Given request 1
In the records, starting with the line containing "Note: point to every instance of the bare" and going on through the end of the records, change "shrub" to "bush" and give those lines again with nothing else altered.

Document passage
———

27 October 1999: Pillar saints to the contrary, a living church is difficult to separate from the society it is in. While the church may view decisions about the role of women to be purely an internal issue, the people who would attend that church often see it differently. Today's Sydney Morning Herald carries a literate reflection by a young female college student on the role of women in the church. While you're poking around the Sydney Morning Herald, you can read 3 letters to the editor that they chose to publish on this topic. It's the second topic in the day's letters page. The Sydney Morning Herald is published by the Fairfax Group, and seems to us from years of reading it to have a bit of a Roman Catholic point of view.

27 October 1999: The Anglican Communion News Service has published a letter from Canon John Peterson to Edward Cardinal Cassidy and the Revd Dr Ishmael Noko on the subject of the Joint Declaration on the Doctrine of Justification. The background needed to explain this letter and its context is so enormous that we won't even try, but if you enjoy reading primary sources for history in the making, here is one. Neither we nor those involved in writing this letter spotted an outrageous error in the first sentence of the second paragraph; an alert Anglicans Online reader brought this to our attention. At least we hope it's an error.

26 October 1999: In 1998 there was a ruckus in Arkansas when an ECUSA Episcopal church made itself part of the Diocese of Shyira, in Rwanda, rather than remaining affiliated with its geographic diocese. The ruckus was heard elsewhere; this was fundamentally the event that caused Resolution V.13 to be submittted to the 1998 Lambeth conference. We reported this event in April 1998, and published some more information about it in July 1998. Today the Arkansas Democrat-Gazette reports that the Bishop of Shyira has visited his congregation in America.

26 October 1999: The Right Reverend Robert B Appleyard, retired Bishop of Pittsburgh, has died at age 81. Obituary in the Pittsburgh Post-Gazette. Your News Centre editor adds this personal comment:

It was decades ago, but I remember the words and the feeling of his fingers on my head, and the clear loving voice, as clearly as if it had just happened this afternoon. Bishop Appleyard put his strong hands both on my head, and said "Strengthen, O Lord, your servant Brian Keith with your Holy Spirit, empower him for your service and sustain him all the days of his life." To this I responded "Amen". Bishop Appleyard was my personal link to the apostles. He touched me and brought me into the Church. He carried with that touch the faith of the nearly nine hundred bishops and apostles who came before him. I haven't seen him in a long time, but I can feel his hands on my head every day. Now it's my turn. "Give rest, O Christ, to thy servant Robert with thy saints, where sorrow and pain are no more, neither sighing, but life everlasting. Rest in peace and glory, O episcopus reverendissimus."

———

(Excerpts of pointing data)

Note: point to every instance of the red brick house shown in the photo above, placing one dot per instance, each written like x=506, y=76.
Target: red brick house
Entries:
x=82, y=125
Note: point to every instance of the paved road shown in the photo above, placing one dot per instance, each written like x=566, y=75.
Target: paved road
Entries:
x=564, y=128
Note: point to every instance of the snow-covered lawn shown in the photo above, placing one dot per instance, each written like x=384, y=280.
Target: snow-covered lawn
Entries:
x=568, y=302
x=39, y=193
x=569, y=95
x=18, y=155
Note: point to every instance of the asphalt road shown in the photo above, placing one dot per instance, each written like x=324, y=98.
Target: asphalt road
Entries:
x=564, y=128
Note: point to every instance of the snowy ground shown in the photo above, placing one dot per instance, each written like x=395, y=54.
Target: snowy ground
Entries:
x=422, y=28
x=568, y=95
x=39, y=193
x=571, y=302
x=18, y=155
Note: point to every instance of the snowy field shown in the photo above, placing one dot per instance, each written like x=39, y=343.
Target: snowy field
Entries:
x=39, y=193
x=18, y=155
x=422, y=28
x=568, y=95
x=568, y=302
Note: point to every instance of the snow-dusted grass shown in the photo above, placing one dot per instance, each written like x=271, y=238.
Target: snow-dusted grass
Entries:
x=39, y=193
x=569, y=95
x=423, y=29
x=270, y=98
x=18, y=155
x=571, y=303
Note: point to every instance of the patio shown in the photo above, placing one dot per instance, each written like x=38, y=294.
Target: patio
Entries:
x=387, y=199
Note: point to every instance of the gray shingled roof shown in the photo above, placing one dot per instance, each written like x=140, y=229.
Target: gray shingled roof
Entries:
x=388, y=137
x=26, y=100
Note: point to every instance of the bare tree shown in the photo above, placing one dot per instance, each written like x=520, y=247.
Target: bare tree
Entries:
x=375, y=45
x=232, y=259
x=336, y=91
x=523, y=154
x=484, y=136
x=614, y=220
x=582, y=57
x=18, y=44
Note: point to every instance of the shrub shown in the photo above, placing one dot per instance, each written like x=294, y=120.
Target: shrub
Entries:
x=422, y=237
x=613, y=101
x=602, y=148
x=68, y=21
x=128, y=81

———

Given request 2
List every newspaper named in the church news passage.

Correct answer 1
Note: point to every instance of the bare tree shown in the photo above, placing one dot per instance, each written like x=520, y=247.
Target: bare tree
Entries:
x=375, y=45
x=232, y=259
x=336, y=91
x=523, y=154
x=484, y=136
x=614, y=220
x=582, y=57
x=18, y=44
Note: point to every instance of the bush shown in the photo above, placing one dot per instance, each written like x=294, y=120.
Target: bush
Entries:
x=422, y=237
x=613, y=101
x=602, y=148
x=68, y=21
x=128, y=81

Correct answer 2
Sydney Morning Herald
Arkansas Democrat-Gazette
Pittsburgh Post-Gazette